» **DATA RECORDS**:

_ _ _

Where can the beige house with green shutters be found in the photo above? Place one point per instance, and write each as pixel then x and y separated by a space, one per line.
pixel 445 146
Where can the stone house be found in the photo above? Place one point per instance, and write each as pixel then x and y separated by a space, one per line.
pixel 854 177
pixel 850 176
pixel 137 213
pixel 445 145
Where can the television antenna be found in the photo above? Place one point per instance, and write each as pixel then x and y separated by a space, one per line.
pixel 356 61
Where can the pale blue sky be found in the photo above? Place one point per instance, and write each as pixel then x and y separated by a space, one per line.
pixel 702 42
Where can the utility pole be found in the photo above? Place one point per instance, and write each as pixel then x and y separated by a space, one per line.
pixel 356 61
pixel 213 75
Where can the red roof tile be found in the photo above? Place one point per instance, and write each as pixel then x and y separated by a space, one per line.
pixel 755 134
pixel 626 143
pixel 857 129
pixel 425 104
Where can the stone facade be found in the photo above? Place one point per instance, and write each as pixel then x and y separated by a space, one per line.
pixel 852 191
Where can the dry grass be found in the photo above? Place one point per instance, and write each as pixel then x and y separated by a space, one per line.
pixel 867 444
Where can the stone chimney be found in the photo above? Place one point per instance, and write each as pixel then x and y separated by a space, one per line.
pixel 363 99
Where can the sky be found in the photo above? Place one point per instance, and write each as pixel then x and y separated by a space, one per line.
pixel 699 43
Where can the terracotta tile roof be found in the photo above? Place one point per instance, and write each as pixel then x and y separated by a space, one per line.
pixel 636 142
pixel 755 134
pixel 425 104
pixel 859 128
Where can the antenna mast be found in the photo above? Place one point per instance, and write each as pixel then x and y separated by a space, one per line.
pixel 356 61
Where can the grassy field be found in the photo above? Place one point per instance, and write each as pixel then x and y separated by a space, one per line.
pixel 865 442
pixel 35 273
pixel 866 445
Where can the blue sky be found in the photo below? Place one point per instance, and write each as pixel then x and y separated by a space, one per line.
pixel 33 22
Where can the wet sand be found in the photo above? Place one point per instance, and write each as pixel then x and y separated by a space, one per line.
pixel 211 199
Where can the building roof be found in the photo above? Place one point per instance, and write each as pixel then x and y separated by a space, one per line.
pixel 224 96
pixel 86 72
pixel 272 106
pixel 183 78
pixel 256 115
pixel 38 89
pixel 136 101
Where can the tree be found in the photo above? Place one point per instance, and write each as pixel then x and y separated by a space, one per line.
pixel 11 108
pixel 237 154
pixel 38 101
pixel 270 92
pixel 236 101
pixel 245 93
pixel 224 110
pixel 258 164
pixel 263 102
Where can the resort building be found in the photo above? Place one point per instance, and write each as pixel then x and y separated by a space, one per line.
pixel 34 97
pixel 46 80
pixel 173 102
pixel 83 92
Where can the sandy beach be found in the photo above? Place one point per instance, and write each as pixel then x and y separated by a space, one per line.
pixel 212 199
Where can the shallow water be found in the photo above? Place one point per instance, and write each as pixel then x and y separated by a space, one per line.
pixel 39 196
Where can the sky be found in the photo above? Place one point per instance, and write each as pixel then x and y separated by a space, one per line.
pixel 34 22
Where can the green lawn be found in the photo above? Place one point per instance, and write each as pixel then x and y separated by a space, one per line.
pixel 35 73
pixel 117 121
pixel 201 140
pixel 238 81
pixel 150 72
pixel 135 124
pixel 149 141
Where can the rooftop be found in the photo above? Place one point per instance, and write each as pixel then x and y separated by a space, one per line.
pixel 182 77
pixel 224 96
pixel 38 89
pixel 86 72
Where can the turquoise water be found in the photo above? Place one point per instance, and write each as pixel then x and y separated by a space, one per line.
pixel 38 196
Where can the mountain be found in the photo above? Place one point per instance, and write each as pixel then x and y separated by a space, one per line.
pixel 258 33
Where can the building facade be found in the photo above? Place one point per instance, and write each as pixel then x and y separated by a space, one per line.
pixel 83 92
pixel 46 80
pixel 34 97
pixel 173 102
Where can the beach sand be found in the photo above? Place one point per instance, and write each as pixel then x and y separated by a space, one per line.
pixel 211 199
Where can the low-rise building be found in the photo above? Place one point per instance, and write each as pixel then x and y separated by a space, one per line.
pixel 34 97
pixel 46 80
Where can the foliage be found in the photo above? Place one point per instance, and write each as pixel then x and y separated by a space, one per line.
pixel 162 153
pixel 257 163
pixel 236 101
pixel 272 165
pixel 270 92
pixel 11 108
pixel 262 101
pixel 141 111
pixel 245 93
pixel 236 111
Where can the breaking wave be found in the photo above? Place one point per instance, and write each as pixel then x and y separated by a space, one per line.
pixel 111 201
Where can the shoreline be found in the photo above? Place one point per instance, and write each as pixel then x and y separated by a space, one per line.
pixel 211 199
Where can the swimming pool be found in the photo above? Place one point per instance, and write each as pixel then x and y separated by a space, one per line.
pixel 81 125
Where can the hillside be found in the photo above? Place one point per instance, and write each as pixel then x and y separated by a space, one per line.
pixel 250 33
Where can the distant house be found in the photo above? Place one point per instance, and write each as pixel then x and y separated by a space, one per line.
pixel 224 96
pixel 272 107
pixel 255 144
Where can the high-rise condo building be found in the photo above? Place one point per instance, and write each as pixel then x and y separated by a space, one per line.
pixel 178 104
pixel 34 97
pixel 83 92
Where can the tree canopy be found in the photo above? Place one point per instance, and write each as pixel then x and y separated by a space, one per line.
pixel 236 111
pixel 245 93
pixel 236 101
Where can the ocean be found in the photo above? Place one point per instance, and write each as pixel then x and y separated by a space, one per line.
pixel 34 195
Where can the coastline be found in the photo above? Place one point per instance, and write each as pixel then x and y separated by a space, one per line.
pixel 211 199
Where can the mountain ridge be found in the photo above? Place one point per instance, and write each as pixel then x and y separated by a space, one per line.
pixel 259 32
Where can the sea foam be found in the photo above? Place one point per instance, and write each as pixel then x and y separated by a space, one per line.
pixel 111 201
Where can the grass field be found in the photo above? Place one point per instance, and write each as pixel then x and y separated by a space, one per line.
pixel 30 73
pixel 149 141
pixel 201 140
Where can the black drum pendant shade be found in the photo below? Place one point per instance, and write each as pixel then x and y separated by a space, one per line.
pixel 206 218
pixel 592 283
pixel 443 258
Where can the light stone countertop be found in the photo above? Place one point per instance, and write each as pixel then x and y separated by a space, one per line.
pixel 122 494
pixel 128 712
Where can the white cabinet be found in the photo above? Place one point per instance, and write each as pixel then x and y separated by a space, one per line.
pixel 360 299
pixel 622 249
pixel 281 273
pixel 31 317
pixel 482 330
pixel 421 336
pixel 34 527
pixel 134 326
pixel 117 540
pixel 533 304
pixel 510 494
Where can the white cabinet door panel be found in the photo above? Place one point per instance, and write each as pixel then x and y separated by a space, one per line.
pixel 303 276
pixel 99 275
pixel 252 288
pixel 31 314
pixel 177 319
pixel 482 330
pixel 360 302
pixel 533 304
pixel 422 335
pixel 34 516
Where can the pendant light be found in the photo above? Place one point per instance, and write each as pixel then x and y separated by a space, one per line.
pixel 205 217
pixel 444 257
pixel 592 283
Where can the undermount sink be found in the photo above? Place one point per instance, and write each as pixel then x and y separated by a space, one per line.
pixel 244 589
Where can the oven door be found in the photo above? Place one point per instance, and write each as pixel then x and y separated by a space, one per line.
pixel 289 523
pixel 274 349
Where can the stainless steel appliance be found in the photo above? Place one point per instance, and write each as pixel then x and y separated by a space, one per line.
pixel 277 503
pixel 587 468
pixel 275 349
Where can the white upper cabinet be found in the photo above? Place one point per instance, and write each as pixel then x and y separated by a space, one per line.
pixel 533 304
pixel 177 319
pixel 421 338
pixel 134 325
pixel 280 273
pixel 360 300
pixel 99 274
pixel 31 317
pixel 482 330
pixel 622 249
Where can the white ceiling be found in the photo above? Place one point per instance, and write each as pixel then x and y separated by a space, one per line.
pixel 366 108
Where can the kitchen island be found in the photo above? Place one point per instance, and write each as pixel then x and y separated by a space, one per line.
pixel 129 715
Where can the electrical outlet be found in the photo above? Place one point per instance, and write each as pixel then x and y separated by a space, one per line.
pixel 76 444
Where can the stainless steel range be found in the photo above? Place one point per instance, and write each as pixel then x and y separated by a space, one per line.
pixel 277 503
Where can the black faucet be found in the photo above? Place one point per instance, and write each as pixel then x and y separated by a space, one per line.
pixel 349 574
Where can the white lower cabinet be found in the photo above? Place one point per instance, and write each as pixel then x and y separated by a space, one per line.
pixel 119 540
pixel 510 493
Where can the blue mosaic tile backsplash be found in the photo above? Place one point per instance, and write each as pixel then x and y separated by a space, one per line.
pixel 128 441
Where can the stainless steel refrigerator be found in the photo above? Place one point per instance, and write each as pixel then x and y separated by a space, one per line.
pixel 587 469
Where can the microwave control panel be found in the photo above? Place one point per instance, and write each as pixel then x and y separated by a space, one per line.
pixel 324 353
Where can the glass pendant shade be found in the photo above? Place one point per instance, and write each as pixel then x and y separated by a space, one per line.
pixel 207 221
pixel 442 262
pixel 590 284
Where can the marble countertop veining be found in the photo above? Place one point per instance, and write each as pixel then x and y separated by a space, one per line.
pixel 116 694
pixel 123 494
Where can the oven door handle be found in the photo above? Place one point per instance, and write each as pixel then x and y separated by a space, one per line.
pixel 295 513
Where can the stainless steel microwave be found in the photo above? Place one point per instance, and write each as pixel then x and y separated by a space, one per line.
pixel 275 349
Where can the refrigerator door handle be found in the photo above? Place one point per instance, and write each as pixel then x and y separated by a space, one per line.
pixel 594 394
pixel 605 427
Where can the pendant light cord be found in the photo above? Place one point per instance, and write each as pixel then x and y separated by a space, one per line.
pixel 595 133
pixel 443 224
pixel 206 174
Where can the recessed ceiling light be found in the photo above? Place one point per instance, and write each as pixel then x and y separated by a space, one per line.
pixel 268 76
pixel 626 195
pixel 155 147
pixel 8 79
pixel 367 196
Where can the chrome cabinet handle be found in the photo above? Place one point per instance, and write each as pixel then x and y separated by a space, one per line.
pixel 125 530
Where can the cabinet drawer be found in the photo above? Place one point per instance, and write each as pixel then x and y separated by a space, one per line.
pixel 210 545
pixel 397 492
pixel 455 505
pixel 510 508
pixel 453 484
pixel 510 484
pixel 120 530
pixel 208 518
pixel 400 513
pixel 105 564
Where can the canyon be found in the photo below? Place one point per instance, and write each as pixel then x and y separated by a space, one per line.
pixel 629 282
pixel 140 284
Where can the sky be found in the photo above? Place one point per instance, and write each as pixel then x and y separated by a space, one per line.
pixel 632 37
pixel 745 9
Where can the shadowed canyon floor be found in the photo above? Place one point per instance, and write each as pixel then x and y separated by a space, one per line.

_ _ _

» **REQUIRED ACTION**: Only the lines from the one with "Where can the oven door handle" through the final line above belong in the answer, each retyped exactly.

» **ANSWER BOX**:
Where can the oven door handle be found in the photo above? Place one point per instance, and write each as pixel then x and y separated by a space, one per line.
pixel 295 513
Where can the stainless steel microwave be found in the photo above? Place one point per instance, and write each as pixel then x and y separated by a space, one per line.
pixel 275 349
Where can the refrigerator door handle be found in the photo above? Place one point per instance, and write each as pixel then x and y separated by a space, one per line.
pixel 594 394
pixel 605 427
Where can the pendant light cord be found in the photo above? Place one point per instance, and write each as pixel then x and y separated by a space, one per line.
pixel 595 133
pixel 443 224
pixel 206 174
Where can the recessed ceiling light be found in the photo above? Place one point per instance, and write each as pixel then x and y separated by a space, one per line.
pixel 268 76
pixel 626 195
pixel 155 147
pixel 8 79
pixel 367 196
Where can the chrome cabinet handle be found in the photo above? Place one point per instance, and write each as pixel then x and y separated by a space, one per line.
pixel 125 530
Where can the cabinet drawer be found in the photo above? Place one point per instance, and write each as pixel then x and y separated by a space, one per line.
pixel 210 545
pixel 397 492
pixel 455 505
pixel 510 508
pixel 453 484
pixel 510 484
pixel 120 530
pixel 208 518
pixel 400 513
pixel 105 564
Where can the canyon be found in the photo below? Place one point per instance, and write each as pixel then x and y separated by a space, one per line.
pixel 629 282
pixel 140 284
Where can the sky be found in the photo above? Place one point per instance, and write each as pixel then x and y separated by a space, one per line.
pixel 632 37
pixel 745 9
Where can the shadowed canyon floor be found in the photo above? Place one point per instance, and write each as pixel then x and y separated by a space, one per line.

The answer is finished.